--- Document section ---
________________________

But newspapers have never really followed this practice. Selling more ads results in printing more pages. If there are orders for additional full- or quarter- page ads, the newspaper will take the advertisers’ money and produce articles to go around those ads. Ads are sold by sizes, and costs are largely fixed.

In 2015, the days of extra pages from high-ad sales occurs less often than they did in the past. Newspapers rely on digital publishing and the associated ad revenue more than ever, and that reliance necessitates a change in ad sales and pricing philosophy.

All local media is going digital, and newspapers now compete directly with TV networks, radio stations, and even cable providers for an online audience. And with digital advertising becoming greatly commoditised, newspaper publishers have to be strategic to bring in optimal ad revenue.

What advertisers are demanding now is audience. They want to access the consumers most likely to respond to their offerings. This provides two big opportunities to online publishers: They can help their advertisers access larger audiences across the Web by leveraging technology, and they can sell their remnant inventory via an exchange, profiting off of the same strategy.

In a previous age, publishers sold directly to advertisers, and the amount of revenue they could earn in a month was restricted by the amount of traffic they received on a Web site. Things were less predictable than radio or TV, but local publishers would usually average consistent traffic. If they failed to meet a promise, they often gave the advertiser a make-good the following month.

Today, advancements in advertising technology make it so that publishers with smaller traffic bases can still meet their advertiser partners’ demands for a larger audience. By utilising third-party data and programmatic buying platforms, these publishers can extend their audience to other Web sites, helping their advertising partners reach the precise audience they’re chasing, but at an increased scale.

At the same time, they can place unsold inventory on an exchange, and earn money on the revenue in similar fashion. Previously, a publisher might sell through 80% of their monthly inventory, and then run house ads for the remaining 20%.

Now that 20% can go into an exchange, where the publisher can earn revenue from advertisers trying to reach a desired audience. The publisher may not get back the full 20% it would have received by selling directly, but some percentage of it will be recouped.

Now, the goal remains to sell as much of your internal inventory as you can. Unlike in print, every day you go with unsold impressions is lost revenue opportunity. You cannot create more pageviews to make up for lost ones like you can in print. So it is critically important to have a dynamic pricing structure.

Yes, you can send the unsold inventory to a third party and have it monetised at US$1/M. Or you can create a local remnant programme with a pricing floor of US$4/M and then offer those available impressions to local advertisers as opposed to remnant advertisers.

As an example, you sell a local retail shop 100,000 impressions locally for US$10/M. You can then bundle in another 100,000 impressions for US$5/M, bringing the net CPM to US$7.50/M. That is a much better model than collecting pennies for inventory. And by selling it this way, you are providing a dynamic pricing structure that can move based on supply.

I encourage you always to be thinking of the best way to monetise your entire inventory. Sure, the best selling strategy is to sell by audience and use internal and external inventory. That does not preclude you from having a 100% sell-through monetisation strategy.

Ads may be commoditised, but audiences are not. And certain segments are worth more to one advertiser than to another. Audience is in demand, and publishers can now employ the tools to meet demand.

________________________

(Items listed in a dataset)

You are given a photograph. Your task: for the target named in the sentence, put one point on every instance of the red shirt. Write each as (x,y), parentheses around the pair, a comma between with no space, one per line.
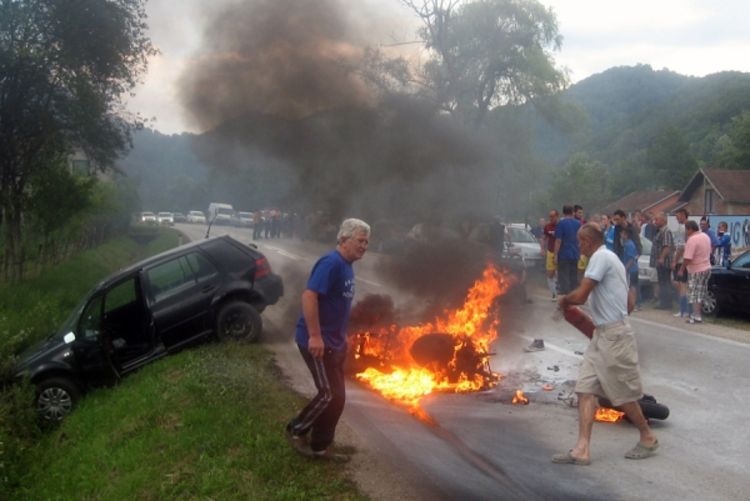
(549,233)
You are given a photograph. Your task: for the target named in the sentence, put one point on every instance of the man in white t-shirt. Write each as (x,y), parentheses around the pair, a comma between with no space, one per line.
(610,364)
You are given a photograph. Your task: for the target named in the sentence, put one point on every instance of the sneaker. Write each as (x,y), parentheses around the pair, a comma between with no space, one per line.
(329,455)
(298,442)
(536,345)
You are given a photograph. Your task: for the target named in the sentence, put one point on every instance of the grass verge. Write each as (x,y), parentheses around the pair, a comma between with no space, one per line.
(33,309)
(206,423)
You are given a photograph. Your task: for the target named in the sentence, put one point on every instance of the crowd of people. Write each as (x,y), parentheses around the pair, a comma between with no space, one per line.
(682,270)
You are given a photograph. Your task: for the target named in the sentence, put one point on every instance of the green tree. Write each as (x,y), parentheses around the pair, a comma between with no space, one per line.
(733,148)
(487,53)
(64,66)
(582,181)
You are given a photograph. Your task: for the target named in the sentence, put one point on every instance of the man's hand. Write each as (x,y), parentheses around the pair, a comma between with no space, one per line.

________________________

--- Directives ---
1. In the passage on newspaper ad sales, what net CPM results when a local retail shop buys 100,000 impressions at US$10/M plus another bundled 100,000 at US$5/M?
2. Echo the passage on newspaper ad sales word for word, beginning at the words "As an example, you" and stopping after "based on supply.".
The items above are separate material, unrelated to the passage on newspaper ad sales.

--- Exercise solutions ---
1. US$7.50/M

2.
As an example, you sell a local retail shop 100,000 impressions locally for US$10/M. You can then bundle in another 100,000 impressions for US$5/M, bringing the net CPM to US$7.50/M. That is a much better model than collecting pennies for inventory. And by selling it this way, you are providing a dynamic pricing structure that can move based on supply.